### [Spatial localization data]
——————————

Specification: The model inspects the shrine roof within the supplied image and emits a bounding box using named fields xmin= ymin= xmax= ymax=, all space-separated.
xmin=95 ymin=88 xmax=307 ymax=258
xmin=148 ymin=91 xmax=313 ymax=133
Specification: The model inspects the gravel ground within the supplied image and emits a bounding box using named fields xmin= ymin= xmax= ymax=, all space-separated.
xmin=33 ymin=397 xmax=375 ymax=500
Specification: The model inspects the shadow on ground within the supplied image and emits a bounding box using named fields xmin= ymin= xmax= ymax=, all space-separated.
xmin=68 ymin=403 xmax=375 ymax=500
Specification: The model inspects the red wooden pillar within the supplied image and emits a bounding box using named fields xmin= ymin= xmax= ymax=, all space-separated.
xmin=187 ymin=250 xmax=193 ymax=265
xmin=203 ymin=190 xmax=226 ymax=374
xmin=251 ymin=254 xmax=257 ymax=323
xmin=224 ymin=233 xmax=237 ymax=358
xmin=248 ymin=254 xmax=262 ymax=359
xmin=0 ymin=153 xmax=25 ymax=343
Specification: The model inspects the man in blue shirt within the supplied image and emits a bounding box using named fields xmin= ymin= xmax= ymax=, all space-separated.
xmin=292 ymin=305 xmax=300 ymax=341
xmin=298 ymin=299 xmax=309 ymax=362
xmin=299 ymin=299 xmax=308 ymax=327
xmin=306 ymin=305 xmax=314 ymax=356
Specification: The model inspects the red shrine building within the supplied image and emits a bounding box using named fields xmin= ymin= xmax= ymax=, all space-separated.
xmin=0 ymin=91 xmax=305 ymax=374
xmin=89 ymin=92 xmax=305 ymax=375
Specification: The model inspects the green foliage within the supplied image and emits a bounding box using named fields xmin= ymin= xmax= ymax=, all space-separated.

——————————

### [WHAT IS NEEDED]
Write out exactly the lines from the one containing "Specification: The model inspects the gravel" through the end of the data, both included. Add nothing else.

### [SOLUTION TO THIS TASK]
Specification: The model inspects the gravel ground within the supplied image and emits a bounding box using named fields xmin= ymin= xmax= ymax=, all space-separated.
xmin=33 ymin=397 xmax=375 ymax=500
Specification: The model inspects the shadow on ground within the supplied image and emits a bounding box using named fields xmin= ymin= xmax= ymax=, all space-separated.
xmin=68 ymin=403 xmax=375 ymax=500
Specification: The model inspects the red wooden pillar within the supplied image and emits a bounding box using named fields xmin= ymin= xmax= ymax=, all space-separated.
xmin=187 ymin=250 xmax=193 ymax=265
xmin=203 ymin=190 xmax=226 ymax=374
xmin=251 ymin=254 xmax=257 ymax=323
xmin=224 ymin=233 xmax=237 ymax=358
xmin=248 ymin=254 xmax=262 ymax=359
xmin=0 ymin=153 xmax=25 ymax=343
Specification: The model inspects the man in blue shirt within the supplied image and emits a bounding box using named fields xmin= ymin= xmax= ymax=, all space-separated.
xmin=292 ymin=305 xmax=300 ymax=341
xmin=298 ymin=299 xmax=309 ymax=362
xmin=299 ymin=299 xmax=308 ymax=327
xmin=306 ymin=305 xmax=314 ymax=356
Specification: The model inspects the red shrine building within the supplied image and emits a bounding box using named fields xmin= ymin= xmax= ymax=, all space-separated.
xmin=0 ymin=91 xmax=305 ymax=374
xmin=89 ymin=92 xmax=305 ymax=375
Specification: The model inspects the green foliage within the supplied image and emits a bounding box using named fields xmin= ymin= xmax= ymax=, all space-separated.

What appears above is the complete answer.